### Text shown
===============

This Definition:Velocity of Smooth Curve is only for curves in $\R^n$. --Usagiop (talk) 15:42, 10 July 2023 (UTC)
- For personal reasons I copied mostly from Lee's book on Riemannian manifolds. In the same book, the topics for smooth manifold are covered not to full depth. I copied only the Euclidean definition. If instead we open Lee's book on smooth manifolds, then for velocity of a curve we have the following:
- Let $\gamma : I \to M$.
- Let $t_0 \in I$
- Then the velocity of $\gamma$ is the map $\gamma' : I \to T_\gamma M$ such that:
- $\ds \map {\gamma'} {t_0} = \map {\rd \gamma} {\valueat{\dfrac d {dt} }{t \mathop = t_0} }$
- Furthermore, suppose $\tuple {U, \phi}$ is a smooth chart with coordinate functions $\tuple {x^i}$.
- Also suppose $\map \gamma {t_0} \in U$.
- Then we can write the coordinate representation of $\gamma$ as $\map \gamma t = \tuple {\map {\gamma^1} t, \map {\gamma^2} t, \ldots \map {\gamma^n} t}$
- And the coordinate formula for velocity reads $\map {\gamma'} {t_0} = \map {\dfrac {d \gamma^i}{d t} } {t_0} \valueat {\dfrac {\partial}{\partial x^i} } {\map \gamma {t_0} }$ with Einstein summation implied.
- At the moment I cannot make a proper page out from it. I would need to nit pick a few more things before I have a nice article. You can start building something. Maybe later in the evening I will put together something with a few red links.--Julius (talk) 13:27, 11 July 2023 (UTC)
- Before that, Definition:Differential of Mapping/Manifolds is also missing. --Usagiop (talk) 18:16, 12 July 2023 (UTC)
- Same reason. Is the following what you have in mind?
- Let $M$ be a manifold, $p \in M$, and $T_p M$ the tangent space of $M$ at $p$. Let $f : U \to \R^n$ be a smooth real-valued function on open $U \supseteq M$. Then the differential of $f$, denoted by $d f$, is defined as a covector field such that $\forall p \in U : \forall v \in T_p M : \map {df_p} v = v f$.
- It is hard to imagine that these are not yet in $\mathsf{Pr} \infty \mathsf{fWiki}$. --Usagiop (talk) 20:35, 12 July 2023 (UTC)
- I guess this site was not lucky enough with attracting people with knowledge in differential geometry and manifolds. There were some preliminary works years ago, but not that much. Then I came. I was studying General Relativity, and while writing my thesis I started writing up the parts related to Riemannian geometry. There was not enough time to cover both topological and smooth manifolds, so I decided to skip them. I still have my books, but plowing through every single thing is quite exhausting. Is there a certain goal you want to achieve with this topic? I may cherry pick the most important parts if you really need them.--Julius (talk) 08:25, 13 July 2023 (UTC)
- OK, then I will put such basis definitions when I have time. I have no goal. I just added a wanted proof for In Connected Smooth Manifold Any Two Points can be Joined by Admissible Curve, where I could not fully explain why my curve $\ell_r$ is regular, because the definition of ${\ell_r}'$ could not be found. --Usagiop (talk) 15:38, 13 July 2023 (UTC)
- If you need definitions for a particular exposition, and they're not there, then you are encouraged to add those definitions yourself. --prime mover (talk) 22:54, 13 July 2023 (UTC)
- See The differential of a smooth map --Usagiop (talk) 20:38, 12 July 2023 (UTC)

===============

### Objectives
1: In the discussion, which book does Julius say he mostly copied from for personal reasons?
2: Does each statement agree with the discussion? Answer yes or no, and quote the deciding words.
(a) Julius began writing up the Riemannian geometry material while writing his thesis.
(b) Usagiop says he has a particular goal with this topic.
(c) Definition:Velocity of Smooth Curve covers curves on any manifold.
3: Return everything in the discussion from "- At the moment" down to "18:16, 12 July 2023 (UTC)", word for word.

===============

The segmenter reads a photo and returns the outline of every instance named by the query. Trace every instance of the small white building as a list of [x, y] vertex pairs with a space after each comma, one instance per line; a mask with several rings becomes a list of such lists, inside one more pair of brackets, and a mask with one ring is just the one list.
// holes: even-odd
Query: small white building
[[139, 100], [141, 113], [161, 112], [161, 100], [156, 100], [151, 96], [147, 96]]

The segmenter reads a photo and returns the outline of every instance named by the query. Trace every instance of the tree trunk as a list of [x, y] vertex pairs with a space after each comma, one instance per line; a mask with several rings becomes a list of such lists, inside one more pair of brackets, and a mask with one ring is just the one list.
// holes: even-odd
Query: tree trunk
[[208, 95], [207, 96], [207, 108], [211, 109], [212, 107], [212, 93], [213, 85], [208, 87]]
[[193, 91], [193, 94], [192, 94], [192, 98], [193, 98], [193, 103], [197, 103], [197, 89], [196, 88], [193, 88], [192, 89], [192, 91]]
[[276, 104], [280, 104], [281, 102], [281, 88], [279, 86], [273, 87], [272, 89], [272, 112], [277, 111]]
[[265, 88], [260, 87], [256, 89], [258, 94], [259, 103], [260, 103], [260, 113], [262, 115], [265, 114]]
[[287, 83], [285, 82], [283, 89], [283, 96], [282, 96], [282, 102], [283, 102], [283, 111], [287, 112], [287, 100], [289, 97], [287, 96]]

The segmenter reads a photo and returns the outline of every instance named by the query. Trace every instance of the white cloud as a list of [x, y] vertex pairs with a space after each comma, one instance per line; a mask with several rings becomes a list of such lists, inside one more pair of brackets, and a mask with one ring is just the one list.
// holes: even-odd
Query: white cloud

===============

### Per-task answers
1: Lee's book on Riemannian manifolds.

2:
(a) Yes: "while writing my thesis I started writing up the parts related to Riemannian geometry."
(b) No: "I have no goal."
(c) No: "This Definition:Velocity of Smooth Curve is only for curves in $\R^n$."

3:
- At the moment I cannot make a proper page out from it. I would need to nit pick a few more things before I have a nice article. You can start building something. Maybe later in the evening I will put together something with a few red links.--Julius (talk) 13:27, 11 July 2023 (UTC)
- Before that, Definition:Differential of Mapping/Manifolds is also missing. --Usagiop (talk) 18:16, 12 July 2023 (UTC)